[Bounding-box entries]
########################################

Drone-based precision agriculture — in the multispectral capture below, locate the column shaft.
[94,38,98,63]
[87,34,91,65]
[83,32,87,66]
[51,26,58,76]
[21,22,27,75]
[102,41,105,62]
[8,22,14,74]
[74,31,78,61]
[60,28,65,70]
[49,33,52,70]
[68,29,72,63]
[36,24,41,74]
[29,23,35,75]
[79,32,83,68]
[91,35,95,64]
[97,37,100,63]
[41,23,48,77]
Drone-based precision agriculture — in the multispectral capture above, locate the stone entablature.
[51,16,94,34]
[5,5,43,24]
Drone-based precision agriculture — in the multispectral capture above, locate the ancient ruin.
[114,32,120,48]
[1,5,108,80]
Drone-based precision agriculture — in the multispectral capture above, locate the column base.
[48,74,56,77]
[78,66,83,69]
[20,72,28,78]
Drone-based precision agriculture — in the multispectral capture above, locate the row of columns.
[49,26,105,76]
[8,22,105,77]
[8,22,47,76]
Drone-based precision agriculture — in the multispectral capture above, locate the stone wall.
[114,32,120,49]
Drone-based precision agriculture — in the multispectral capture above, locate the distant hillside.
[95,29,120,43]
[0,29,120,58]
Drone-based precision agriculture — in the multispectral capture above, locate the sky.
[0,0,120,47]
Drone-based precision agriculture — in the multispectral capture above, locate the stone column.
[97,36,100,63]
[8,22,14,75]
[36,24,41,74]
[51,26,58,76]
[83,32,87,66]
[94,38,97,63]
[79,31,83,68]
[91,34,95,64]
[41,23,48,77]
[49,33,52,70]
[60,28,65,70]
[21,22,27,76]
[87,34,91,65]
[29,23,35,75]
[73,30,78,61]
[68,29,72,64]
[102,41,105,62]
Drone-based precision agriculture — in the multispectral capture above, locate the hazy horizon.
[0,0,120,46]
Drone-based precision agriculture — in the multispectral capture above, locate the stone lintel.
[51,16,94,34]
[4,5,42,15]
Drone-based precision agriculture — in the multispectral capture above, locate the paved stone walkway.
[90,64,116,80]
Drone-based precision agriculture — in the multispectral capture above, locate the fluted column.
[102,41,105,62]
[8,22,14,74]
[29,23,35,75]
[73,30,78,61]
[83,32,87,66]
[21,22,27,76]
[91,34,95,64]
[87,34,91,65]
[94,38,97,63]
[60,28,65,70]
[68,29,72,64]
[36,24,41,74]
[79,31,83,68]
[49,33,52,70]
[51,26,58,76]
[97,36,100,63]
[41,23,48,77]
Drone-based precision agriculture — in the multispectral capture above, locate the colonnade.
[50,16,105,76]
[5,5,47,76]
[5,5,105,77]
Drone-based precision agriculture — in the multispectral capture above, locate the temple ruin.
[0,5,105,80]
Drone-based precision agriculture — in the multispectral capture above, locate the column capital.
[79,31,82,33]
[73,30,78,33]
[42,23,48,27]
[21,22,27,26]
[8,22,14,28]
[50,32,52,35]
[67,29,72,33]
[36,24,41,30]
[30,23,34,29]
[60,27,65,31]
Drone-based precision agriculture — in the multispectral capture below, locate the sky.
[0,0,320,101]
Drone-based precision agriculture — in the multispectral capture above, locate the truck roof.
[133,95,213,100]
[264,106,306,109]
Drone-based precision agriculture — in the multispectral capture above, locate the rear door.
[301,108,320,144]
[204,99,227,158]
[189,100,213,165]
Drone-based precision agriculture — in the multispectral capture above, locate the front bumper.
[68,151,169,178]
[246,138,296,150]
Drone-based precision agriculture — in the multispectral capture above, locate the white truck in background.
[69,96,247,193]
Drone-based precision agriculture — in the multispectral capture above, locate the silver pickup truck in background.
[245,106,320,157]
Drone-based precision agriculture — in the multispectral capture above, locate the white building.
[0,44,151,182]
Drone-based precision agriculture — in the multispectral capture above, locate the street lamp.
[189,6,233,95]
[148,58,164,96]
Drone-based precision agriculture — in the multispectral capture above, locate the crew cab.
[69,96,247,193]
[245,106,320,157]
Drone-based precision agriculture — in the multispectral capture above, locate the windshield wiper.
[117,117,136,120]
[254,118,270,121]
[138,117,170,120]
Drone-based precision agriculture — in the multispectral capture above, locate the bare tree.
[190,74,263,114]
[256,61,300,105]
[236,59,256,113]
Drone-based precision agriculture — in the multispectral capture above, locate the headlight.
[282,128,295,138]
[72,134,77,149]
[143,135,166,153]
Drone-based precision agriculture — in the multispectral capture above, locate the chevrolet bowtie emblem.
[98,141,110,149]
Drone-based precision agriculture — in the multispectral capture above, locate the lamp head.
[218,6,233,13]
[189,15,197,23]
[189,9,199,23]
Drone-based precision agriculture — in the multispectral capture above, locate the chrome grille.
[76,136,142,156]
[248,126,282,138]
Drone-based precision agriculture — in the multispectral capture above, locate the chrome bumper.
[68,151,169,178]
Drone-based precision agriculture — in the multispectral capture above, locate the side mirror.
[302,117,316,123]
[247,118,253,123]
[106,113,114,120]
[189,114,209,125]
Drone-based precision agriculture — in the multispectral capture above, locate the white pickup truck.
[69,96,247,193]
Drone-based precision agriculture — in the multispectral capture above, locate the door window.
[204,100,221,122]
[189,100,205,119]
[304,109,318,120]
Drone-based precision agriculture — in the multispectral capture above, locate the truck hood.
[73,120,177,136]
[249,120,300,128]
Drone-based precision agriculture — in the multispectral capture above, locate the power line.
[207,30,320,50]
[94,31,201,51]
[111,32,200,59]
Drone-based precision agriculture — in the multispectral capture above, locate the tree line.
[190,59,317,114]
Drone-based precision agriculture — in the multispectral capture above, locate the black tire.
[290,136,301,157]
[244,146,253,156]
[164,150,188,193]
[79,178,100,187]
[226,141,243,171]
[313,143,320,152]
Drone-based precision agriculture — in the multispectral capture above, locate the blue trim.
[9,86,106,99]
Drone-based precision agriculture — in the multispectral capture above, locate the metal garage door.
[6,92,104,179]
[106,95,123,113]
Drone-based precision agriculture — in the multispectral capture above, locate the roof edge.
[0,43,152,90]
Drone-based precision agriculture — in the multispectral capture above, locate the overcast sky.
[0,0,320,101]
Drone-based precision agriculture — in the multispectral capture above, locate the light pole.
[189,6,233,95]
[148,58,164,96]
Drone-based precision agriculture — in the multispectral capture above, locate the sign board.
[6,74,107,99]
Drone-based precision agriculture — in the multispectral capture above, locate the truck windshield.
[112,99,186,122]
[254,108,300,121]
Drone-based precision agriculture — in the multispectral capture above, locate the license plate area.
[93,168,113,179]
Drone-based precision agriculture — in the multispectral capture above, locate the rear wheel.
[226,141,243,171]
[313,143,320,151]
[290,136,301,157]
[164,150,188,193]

########################################

*Aim of the task*: Reproduce every one of the entries above verbatim, line for line.

*Exercise output*:
Drone-based precision agriculture — in the multispectral capture below, locate the column shaft.
[94,38,98,63]
[87,34,91,65]
[83,32,87,66]
[51,26,58,76]
[21,22,27,75]
[102,41,105,62]
[8,22,14,74]
[74,31,78,61]
[60,28,65,70]
[49,33,52,70]
[68,29,72,63]
[36,24,41,74]
[29,23,35,75]
[79,32,83,68]
[91,35,95,64]
[97,37,100,63]
[41,23,48,77]
Drone-based precision agriculture — in the multispectral capture above, locate the stone entablature.
[51,16,94,34]
[5,5,43,24]
Drone-based precision agriculture — in the multispectral capture above, locate the ancient ruin.
[114,32,120,48]
[1,5,108,80]
Drone-based precision agriculture — in the multispectral capture above, locate the column base.
[48,74,56,77]
[78,66,83,69]
[20,72,28,78]
Drone-based precision agriculture — in the multispectral capture above, locate the row of columns.
[49,26,105,76]
[8,22,105,77]
[8,22,47,76]
Drone-based precision agriculture — in the multispectral capture above, locate the stone wall.
[114,32,120,49]
Drone-based precision agriculture — in the multispectral capture above, locate the distant hillside.
[95,29,120,43]
[0,29,120,58]
Drone-based precision agriculture — in the multispectral capture above, locate the sky.
[0,0,120,47]
Drone-based precision agriculture — in the multispectral capture above, locate the stone column.
[97,36,100,63]
[8,22,14,75]
[36,24,41,74]
[51,26,58,76]
[83,32,87,66]
[94,38,97,63]
[79,31,83,68]
[91,34,95,64]
[41,23,48,77]
[49,33,52,70]
[60,28,65,70]
[21,22,27,76]
[87,34,91,65]
[29,23,35,75]
[73,30,78,61]
[68,29,72,64]
[102,41,105,62]
Drone-based precision agriculture — in the multispectral capture above, locate the hazy horizon.
[0,0,120,46]
Drone-based precision agriculture — in the multispectral capture above, locate the stone lintel.
[51,16,94,34]
[4,5,42,15]
Drone-based precision agriculture — in the multispectral capture above, locate the paved stone walkway.
[90,64,116,80]
Drone-based precision agriculture — in the multispectral capture above, locate the fluted column.
[102,41,105,62]
[8,22,14,74]
[29,23,35,75]
[73,30,78,61]
[83,32,87,66]
[21,22,27,76]
[91,34,95,64]
[87,34,91,65]
[94,38,97,63]
[60,28,65,70]
[68,29,72,64]
[36,24,41,74]
[79,31,83,68]
[49,33,52,70]
[51,26,58,76]
[97,36,100,63]
[41,23,48,77]
Drone-based precision agriculture — in the multispectral capture above, locate the colonnade.
[50,16,105,76]
[5,5,47,76]
[5,5,105,77]
Drone-based precision agriculture — in the multispectral capture above, locate the temple ruin.
[0,5,105,80]
Drone-based precision agriculture — in the multispectral capture above, locate the column capital.
[79,31,82,33]
[73,30,78,33]
[42,23,48,27]
[21,22,27,26]
[8,22,14,28]
[50,32,52,35]
[67,29,72,33]
[36,24,41,30]
[30,23,34,29]
[60,27,65,31]
Drone-based precision agriculture — in the multispectral capture below, locate the sky.
[0,0,320,101]
Drone-based precision agriculture — in the multispectral capture above, locate the truck roof.
[133,95,213,100]
[264,106,306,109]
Drone-based precision agriculture — in the multispectral capture above, locate the rear door.
[301,108,320,144]
[204,99,227,158]
[189,100,213,165]
Drone-based precision agriculture — in the multispectral capture above, locate the front bumper.
[68,151,169,178]
[246,138,296,150]
Drone-based precision agriculture — in the multispectral capture above, locate the white truck in background.
[69,96,247,193]
Drone-based precision agriculture — in the multispectral capture above, locate the silver pickup truck in background.
[245,106,320,157]
Drone-based precision agriculture — in the multispectral capture above, locate the white building.
[0,44,151,182]
Drone-based precision agriculture — in the multispectral capture above, locate the street lamp.
[189,6,233,95]
[148,58,164,96]
Drone-based precision agriculture — in the multispectral capture above, locate the crew cab.
[69,96,247,193]
[245,106,320,157]
Drone-based precision agriculture — in the multispectral capture above, locate the windshield wiper.
[117,117,136,120]
[254,118,270,121]
[138,117,170,120]
Drone-based precision agriculture — in the multispectral capture above, locate the bare tree.
[190,74,263,114]
[256,61,300,105]
[236,59,256,113]
Drone-based precision agriculture — in the multispectral capture above, locate the headlight.
[282,128,295,138]
[72,134,77,149]
[143,135,166,153]
Drone-based precision agriculture — in the multispectral capture above, locate the chevrolet bowtie emblem.
[98,141,110,149]
Drone-based precision agriculture — in the multispectral capture above, locate the lamp head.
[218,6,233,13]
[189,15,197,23]
[189,9,199,23]
Drone-based precision agriculture — in the multispectral capture above, locate the chrome grille.
[76,136,142,156]
[248,126,282,138]
Drone-based precision agriculture — in the multispectral capture above, locate the chrome bumper.
[68,151,169,178]
Drone-based precision agriculture — in the multispectral capture above, locate the side mirror.
[302,117,316,123]
[247,118,253,123]
[106,113,114,120]
[189,114,209,125]
Drone-based precision agriculture — in the multispectral capture above, locate the white pickup truck.
[69,96,247,193]
Drone-based precision agriculture — in the multispectral capture above, locate the door window.
[204,100,221,122]
[189,100,205,119]
[304,109,318,120]
Drone-based precision agriculture — in the multispectral capture above, locate the truck hood.
[73,120,177,136]
[249,120,300,128]
Drone-based precision agriculture — in the multispectral capture above, locate the power line.
[207,30,320,50]
[94,31,201,51]
[111,32,200,59]
Drone-based precision agriculture — in the multispectral capture above, locate the tree line.
[190,59,317,114]
Drone-based precision agriculture — in the multispectral capture above, locate the black tire.
[290,136,301,157]
[244,146,253,156]
[164,150,188,193]
[79,178,100,187]
[226,141,243,171]
[313,143,320,152]
Drone-based precision agriculture — in the multispectral capture above, locate the blue trim.
[9,86,106,99]
Drone-based precision agriculture — in the multispectral capture above, locate the metal garage door.
[6,92,104,179]
[106,95,123,113]
Drone-based precision agriculture — in the multispectral capture above, locate the roof edge.
[0,43,152,90]
Drone-based precision agriculture — in the multispectral capture above, locate the overcast sky.
[0,0,320,101]
Drone-based precision agriculture — in the multispectral capture above, locate the light pole.
[189,6,233,95]
[148,58,164,96]
Drone-based precision agriculture — in the multispectral capture above, locate the sign board.
[6,74,107,99]
Drone-based precision agriculture — in the multispectral capture above, locate the truck windshield.
[112,99,186,122]
[254,108,300,121]
Drone-based precision agriculture — in the multispectral capture above, locate the license plate area.
[93,168,113,179]
Drone-based precision agriculture — in the multispectral capture above, locate the rear wheel.
[226,141,243,171]
[313,143,320,151]
[290,136,301,157]
[164,150,188,193]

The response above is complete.